Supplied passage:
= = = = =

I'm trying to implement a function to convert Ensembl chromosome names to UCSC names for many potential input species (i.e. the intersection of species supported by both sources). I saw the `seqlevelStyles` function in GenomeInfoDb, but only the canonical chromosomes are mapped. Why is that? It's kind of funny because the canonical ones can mostly be fixed with a `sub()` call. It's the patches that are really irregular and vexing.
I guess supporting the seqlevel mappings for the canonical chromosomes only was the easy thing to do, mainly because the mappings for a given species don't depend on a particular assembly. So the approach taken in GenomeInfoDb was to simply hardcode these mappings in tabulated files (located in
inst/extdata/dataFiles). It's a very straightforward approach but, unfortunately, it's an approach that wouldn't easily allow to support mappings of the patches or scaffolds for a given assembly.

= = = = =

Dataset records:

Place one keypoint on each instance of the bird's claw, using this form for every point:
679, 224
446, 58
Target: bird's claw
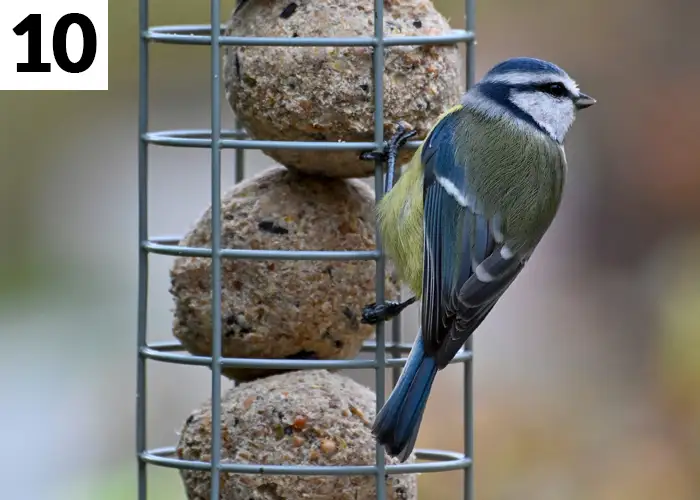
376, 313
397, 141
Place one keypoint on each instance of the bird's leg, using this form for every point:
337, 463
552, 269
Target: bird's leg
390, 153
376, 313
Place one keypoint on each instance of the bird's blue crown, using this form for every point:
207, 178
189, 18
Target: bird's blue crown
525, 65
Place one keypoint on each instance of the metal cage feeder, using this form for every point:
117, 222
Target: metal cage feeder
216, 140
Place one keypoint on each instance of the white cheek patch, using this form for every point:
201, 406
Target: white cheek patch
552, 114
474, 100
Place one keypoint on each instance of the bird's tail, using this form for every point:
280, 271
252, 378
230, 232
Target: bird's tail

= = = = =

Write out verbatim the stretch of the Ensembl-to-UCSC chromosome naming thread that begins with the words containing "I'm trying to" and ends with "irregular and vexing.".

I'm trying to implement a function to convert Ensembl chromosome names to UCSC names for many potential input species (i.e. the intersection of species supported by both sources). I saw the `seqlevelStyles` function in GenomeInfoDb, but only the canonical chromosomes are mapped. Why is that? It's kind of funny because the canonical ones can mostly be fixed with a `sub()` call. It's the patches that are really irregular and vexing.